▶ Point labeling dataset excerpts:
------------------------------
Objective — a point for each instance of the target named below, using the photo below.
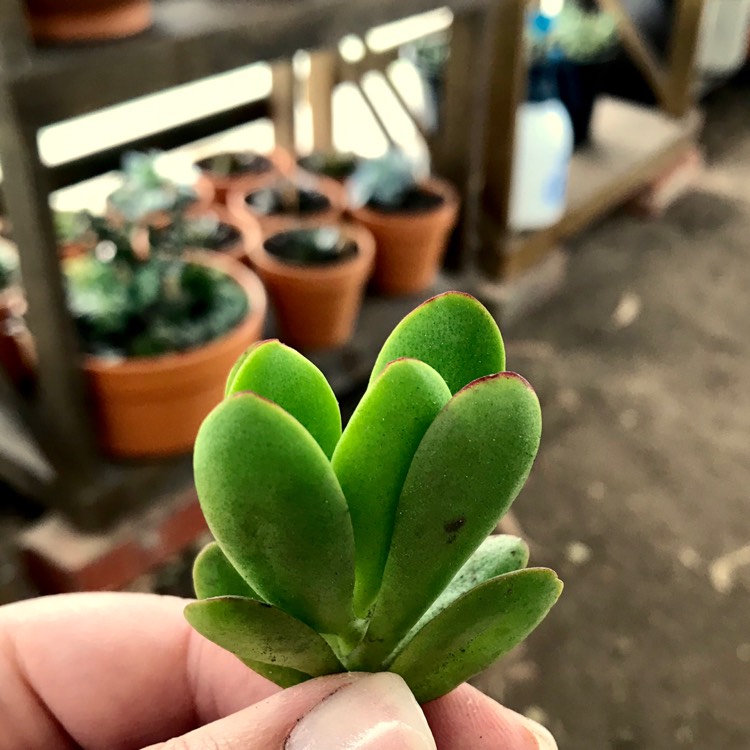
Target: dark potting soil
(221, 238)
(239, 163)
(415, 200)
(311, 247)
(269, 202)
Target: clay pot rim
(364, 257)
(133, 366)
(331, 189)
(279, 158)
(435, 185)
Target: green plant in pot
(337, 165)
(148, 195)
(158, 328)
(316, 278)
(584, 42)
(429, 56)
(212, 231)
(411, 219)
(73, 232)
(242, 171)
(375, 552)
(286, 204)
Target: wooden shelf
(630, 146)
(192, 39)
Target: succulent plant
(9, 265)
(71, 226)
(127, 303)
(370, 549)
(383, 181)
(583, 33)
(146, 189)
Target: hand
(123, 671)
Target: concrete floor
(639, 498)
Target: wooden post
(682, 53)
(321, 83)
(456, 147)
(282, 104)
(507, 83)
(14, 36)
(61, 398)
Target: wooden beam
(682, 53)
(639, 52)
(282, 104)
(320, 86)
(506, 89)
(15, 41)
(61, 397)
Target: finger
(466, 719)
(112, 670)
(341, 712)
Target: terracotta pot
(275, 223)
(317, 306)
(411, 246)
(153, 406)
(281, 163)
(81, 20)
(159, 219)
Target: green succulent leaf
(495, 556)
(273, 503)
(214, 575)
(475, 630)
(373, 457)
(468, 469)
(260, 633)
(454, 334)
(284, 376)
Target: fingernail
(542, 735)
(377, 711)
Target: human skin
(126, 671)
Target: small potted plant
(288, 203)
(213, 231)
(316, 278)
(242, 171)
(83, 20)
(158, 330)
(411, 221)
(150, 194)
(73, 233)
(336, 165)
(375, 552)
(585, 39)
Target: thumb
(340, 712)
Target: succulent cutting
(371, 549)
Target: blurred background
(177, 176)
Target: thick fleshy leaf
(468, 469)
(213, 575)
(475, 630)
(494, 557)
(373, 457)
(260, 633)
(454, 334)
(284, 376)
(273, 503)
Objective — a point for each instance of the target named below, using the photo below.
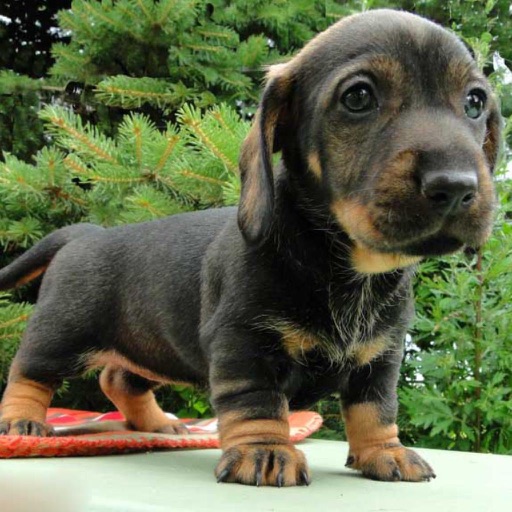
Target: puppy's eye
(475, 103)
(359, 99)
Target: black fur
(207, 297)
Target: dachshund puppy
(389, 135)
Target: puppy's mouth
(412, 233)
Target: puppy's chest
(350, 329)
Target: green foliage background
(132, 110)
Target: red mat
(85, 433)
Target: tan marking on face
(365, 429)
(31, 276)
(140, 410)
(364, 353)
(314, 164)
(235, 430)
(368, 261)
(355, 219)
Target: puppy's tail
(35, 261)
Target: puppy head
(399, 129)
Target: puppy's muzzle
(449, 192)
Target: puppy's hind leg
(24, 404)
(134, 398)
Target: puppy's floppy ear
(255, 211)
(492, 142)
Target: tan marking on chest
(367, 261)
(364, 353)
(297, 341)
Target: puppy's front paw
(391, 463)
(263, 464)
(22, 427)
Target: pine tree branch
(60, 123)
(201, 177)
(201, 135)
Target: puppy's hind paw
(23, 427)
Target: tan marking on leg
(31, 276)
(141, 411)
(314, 164)
(375, 449)
(364, 428)
(113, 358)
(26, 399)
(235, 429)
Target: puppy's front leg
(369, 410)
(253, 417)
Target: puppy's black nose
(449, 191)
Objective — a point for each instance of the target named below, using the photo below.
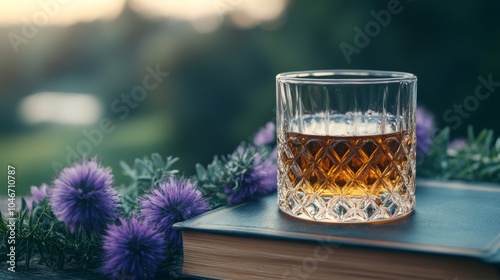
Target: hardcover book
(453, 233)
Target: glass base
(341, 209)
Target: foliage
(477, 160)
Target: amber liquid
(353, 166)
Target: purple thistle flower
(425, 131)
(83, 197)
(133, 249)
(170, 202)
(257, 182)
(265, 135)
(40, 193)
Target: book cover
(457, 219)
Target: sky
(205, 15)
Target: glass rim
(358, 76)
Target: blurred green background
(66, 66)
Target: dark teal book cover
(450, 219)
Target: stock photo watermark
(309, 265)
(11, 218)
(362, 38)
(47, 10)
(121, 106)
(455, 116)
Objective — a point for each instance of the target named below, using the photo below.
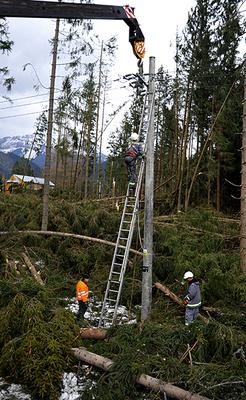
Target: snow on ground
(12, 392)
(73, 385)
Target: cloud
(158, 19)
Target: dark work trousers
(82, 309)
(191, 314)
(131, 168)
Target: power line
(27, 97)
(21, 115)
(23, 98)
(26, 104)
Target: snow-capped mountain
(16, 144)
(14, 147)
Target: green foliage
(157, 349)
(34, 352)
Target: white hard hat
(187, 275)
(134, 136)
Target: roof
(27, 179)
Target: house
(24, 181)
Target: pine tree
(5, 47)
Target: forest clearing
(123, 277)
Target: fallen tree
(32, 269)
(93, 333)
(176, 299)
(65, 234)
(147, 381)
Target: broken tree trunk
(65, 234)
(32, 269)
(93, 333)
(146, 380)
(176, 299)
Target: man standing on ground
(82, 295)
(134, 151)
(192, 299)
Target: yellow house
(24, 181)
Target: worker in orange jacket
(82, 295)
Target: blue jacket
(193, 294)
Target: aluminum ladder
(125, 234)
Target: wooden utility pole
(49, 132)
(149, 197)
(243, 184)
(97, 122)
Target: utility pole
(49, 132)
(149, 197)
(243, 184)
(97, 122)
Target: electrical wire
(22, 115)
(24, 98)
(26, 104)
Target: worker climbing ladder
(125, 234)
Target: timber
(65, 234)
(93, 333)
(176, 299)
(32, 269)
(51, 9)
(147, 381)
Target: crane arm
(51, 9)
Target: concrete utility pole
(49, 132)
(149, 197)
(243, 184)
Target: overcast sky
(159, 21)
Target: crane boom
(51, 9)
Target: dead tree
(147, 381)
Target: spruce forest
(50, 239)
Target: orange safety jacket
(82, 291)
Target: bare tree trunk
(49, 132)
(64, 234)
(243, 185)
(97, 123)
(32, 269)
(184, 142)
(209, 137)
(218, 179)
(209, 178)
(145, 380)
(81, 140)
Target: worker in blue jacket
(133, 152)
(192, 299)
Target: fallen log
(93, 333)
(32, 269)
(176, 299)
(145, 380)
(65, 234)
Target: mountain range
(12, 148)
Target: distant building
(24, 181)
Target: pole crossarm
(51, 9)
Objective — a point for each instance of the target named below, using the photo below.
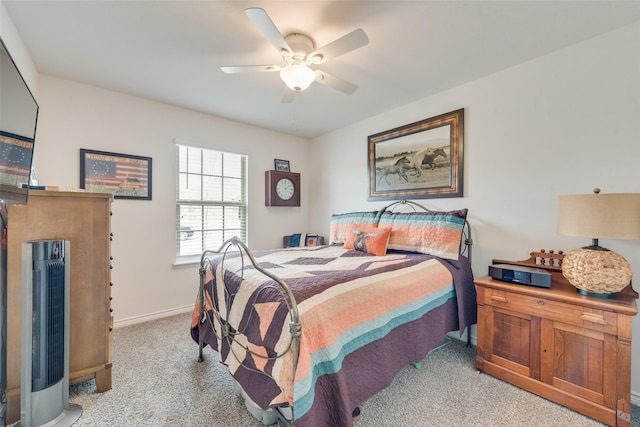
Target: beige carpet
(157, 381)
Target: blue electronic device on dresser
(522, 275)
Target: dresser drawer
(598, 320)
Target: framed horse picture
(419, 160)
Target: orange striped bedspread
(350, 304)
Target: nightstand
(572, 349)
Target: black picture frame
(124, 175)
(420, 160)
(281, 165)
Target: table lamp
(594, 270)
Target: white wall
(18, 52)
(74, 116)
(561, 124)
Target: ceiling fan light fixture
(297, 77)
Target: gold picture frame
(419, 160)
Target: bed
(310, 333)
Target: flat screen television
(18, 122)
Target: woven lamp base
(598, 272)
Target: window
(211, 200)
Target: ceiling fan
(299, 55)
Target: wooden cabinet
(84, 219)
(571, 349)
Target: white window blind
(211, 200)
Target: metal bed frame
(295, 328)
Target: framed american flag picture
(123, 175)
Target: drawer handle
(498, 298)
(593, 318)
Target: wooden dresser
(572, 349)
(85, 220)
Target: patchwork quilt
(363, 318)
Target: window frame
(241, 205)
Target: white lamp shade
(297, 76)
(600, 216)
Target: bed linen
(363, 318)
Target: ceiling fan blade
(288, 96)
(335, 82)
(250, 69)
(352, 41)
(261, 20)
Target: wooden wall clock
(281, 188)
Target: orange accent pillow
(369, 239)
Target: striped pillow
(342, 224)
(433, 233)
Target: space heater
(44, 387)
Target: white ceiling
(171, 51)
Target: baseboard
(152, 316)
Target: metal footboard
(223, 331)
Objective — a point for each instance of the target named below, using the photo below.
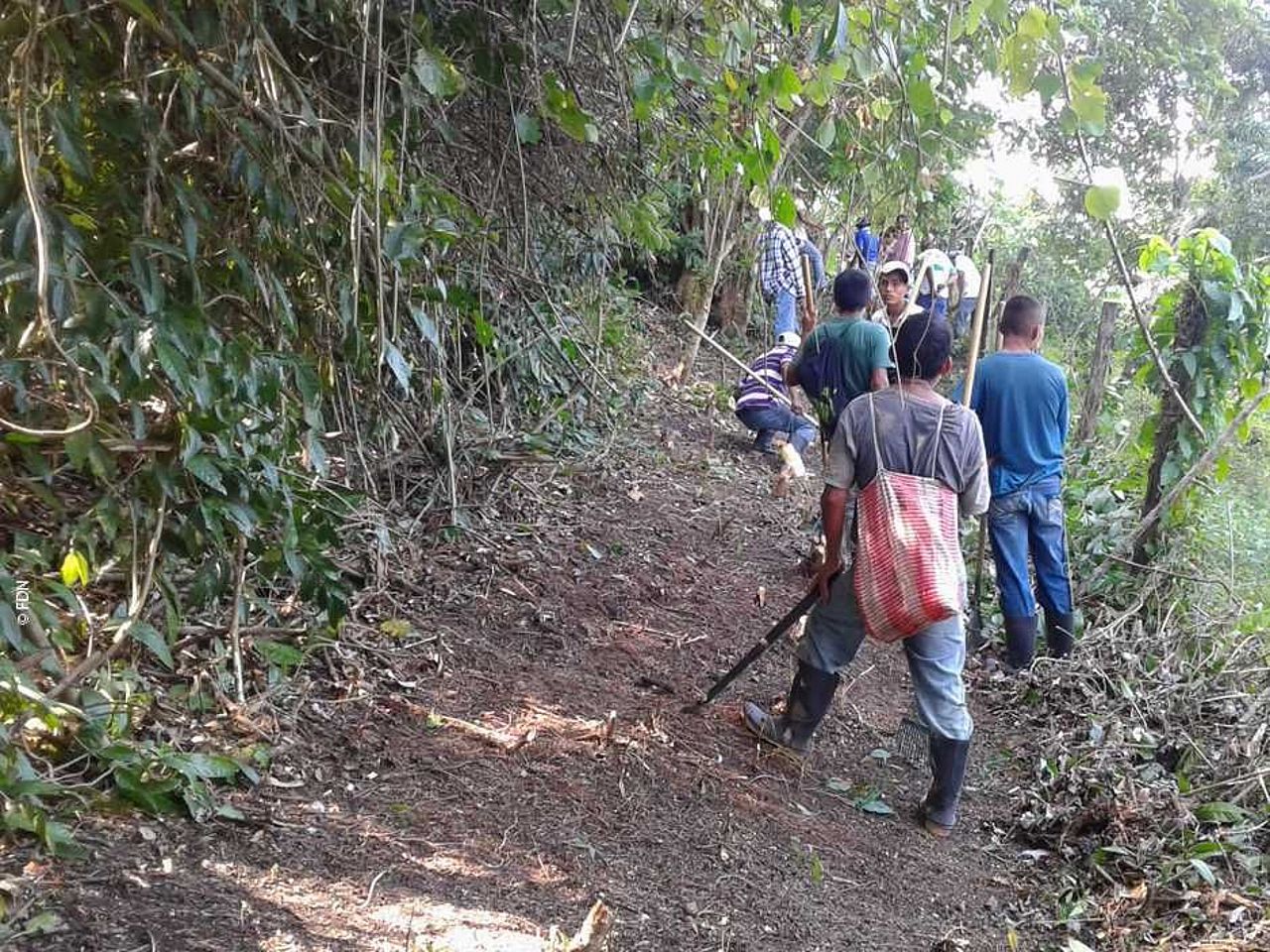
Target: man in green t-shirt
(844, 357)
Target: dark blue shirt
(1021, 400)
(867, 245)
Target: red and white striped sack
(908, 569)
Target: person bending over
(915, 430)
(766, 414)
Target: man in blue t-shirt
(867, 245)
(1021, 400)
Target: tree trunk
(1192, 330)
(1096, 388)
(703, 287)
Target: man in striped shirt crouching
(761, 411)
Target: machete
(758, 651)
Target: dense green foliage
(285, 282)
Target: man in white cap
(767, 414)
(893, 281)
(937, 271)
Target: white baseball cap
(897, 266)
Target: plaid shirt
(779, 266)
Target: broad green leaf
(145, 634)
(206, 471)
(1048, 85)
(1032, 24)
(1089, 105)
(398, 363)
(437, 73)
(426, 325)
(1206, 871)
(527, 128)
(1101, 200)
(562, 105)
(280, 654)
(875, 806)
(141, 9)
(921, 96)
(1219, 811)
(826, 132)
(783, 208)
(785, 81)
(73, 569)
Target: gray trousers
(937, 655)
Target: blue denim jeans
(937, 655)
(785, 307)
(770, 420)
(1030, 522)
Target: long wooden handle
(744, 370)
(980, 307)
(808, 289)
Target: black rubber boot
(1020, 642)
(948, 766)
(810, 699)
(1060, 634)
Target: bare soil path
(511, 752)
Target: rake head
(912, 742)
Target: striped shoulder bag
(908, 569)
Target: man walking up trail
(763, 413)
(893, 281)
(780, 276)
(901, 248)
(934, 294)
(846, 356)
(968, 281)
(916, 431)
(1021, 402)
(867, 245)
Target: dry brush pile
(1148, 788)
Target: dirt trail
(595, 593)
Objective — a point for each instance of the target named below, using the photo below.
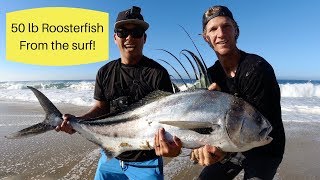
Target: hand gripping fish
(197, 117)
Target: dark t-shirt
(116, 80)
(255, 82)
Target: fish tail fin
(52, 119)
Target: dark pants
(254, 168)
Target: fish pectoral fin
(30, 131)
(199, 127)
(188, 124)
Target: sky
(285, 33)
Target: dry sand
(61, 156)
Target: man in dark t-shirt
(251, 78)
(120, 83)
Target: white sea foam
(300, 99)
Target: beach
(55, 155)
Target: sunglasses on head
(124, 33)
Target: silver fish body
(197, 117)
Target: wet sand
(61, 156)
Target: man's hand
(65, 125)
(165, 148)
(207, 155)
(214, 86)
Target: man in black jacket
(250, 77)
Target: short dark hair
(216, 11)
(131, 16)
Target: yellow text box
(57, 36)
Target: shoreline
(61, 156)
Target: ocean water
(50, 156)
(300, 99)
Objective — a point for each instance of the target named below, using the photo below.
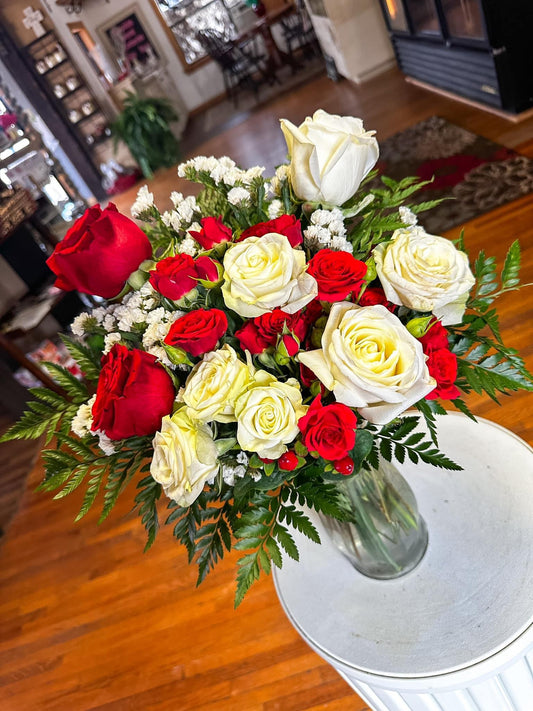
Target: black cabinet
(479, 49)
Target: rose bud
(287, 225)
(99, 253)
(133, 395)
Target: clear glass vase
(385, 537)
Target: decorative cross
(32, 21)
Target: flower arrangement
(263, 341)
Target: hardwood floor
(87, 622)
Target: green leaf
(511, 267)
(146, 501)
(88, 361)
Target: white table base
(456, 633)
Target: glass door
(424, 17)
(464, 19)
(396, 15)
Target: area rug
(478, 174)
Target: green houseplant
(144, 126)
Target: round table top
(472, 593)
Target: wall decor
(126, 40)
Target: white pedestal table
(456, 633)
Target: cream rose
(261, 273)
(330, 155)
(214, 384)
(425, 273)
(370, 361)
(185, 456)
(267, 415)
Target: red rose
(287, 225)
(442, 365)
(213, 232)
(338, 274)
(262, 332)
(198, 331)
(99, 253)
(435, 338)
(174, 277)
(134, 393)
(328, 430)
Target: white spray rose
(425, 273)
(261, 273)
(267, 413)
(370, 361)
(330, 155)
(185, 457)
(214, 384)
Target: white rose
(214, 384)
(370, 361)
(267, 413)
(425, 273)
(261, 273)
(330, 155)
(185, 456)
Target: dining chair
(241, 64)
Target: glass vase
(385, 536)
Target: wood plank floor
(89, 623)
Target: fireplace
(479, 49)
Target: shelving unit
(66, 89)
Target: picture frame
(127, 40)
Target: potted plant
(144, 126)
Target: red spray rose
(435, 338)
(442, 365)
(99, 253)
(213, 232)
(262, 332)
(134, 393)
(328, 430)
(174, 277)
(197, 332)
(338, 274)
(286, 225)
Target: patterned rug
(479, 174)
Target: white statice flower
(276, 183)
(144, 201)
(109, 323)
(238, 196)
(327, 230)
(230, 473)
(316, 237)
(170, 218)
(186, 209)
(81, 322)
(275, 209)
(83, 419)
(242, 458)
(99, 314)
(176, 198)
(188, 246)
(161, 355)
(340, 244)
(407, 216)
(110, 340)
(106, 445)
(251, 174)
------------------------------
▶ SHORT EXERCISE:
Copy out the lines above without any changes, beginning at the line that contains "Target: man in white cap" and stopping after the line that contains "(1030, 522)".

▶ CORRECT RESULT:
Target: man in white cap
(767, 414)
(893, 281)
(937, 271)
Target: white baseball cap
(897, 266)
Target: plaid shirt
(779, 266)
Target: broad green leaf
(145, 634)
(206, 471)
(1048, 85)
(1032, 24)
(1089, 105)
(398, 363)
(437, 73)
(426, 325)
(1206, 871)
(527, 128)
(1101, 200)
(562, 105)
(280, 654)
(875, 806)
(141, 9)
(921, 96)
(1219, 811)
(826, 132)
(783, 208)
(785, 81)
(73, 569)
Target: gray trousers
(937, 655)
Target: blue denim jeans
(937, 655)
(785, 307)
(770, 420)
(1030, 522)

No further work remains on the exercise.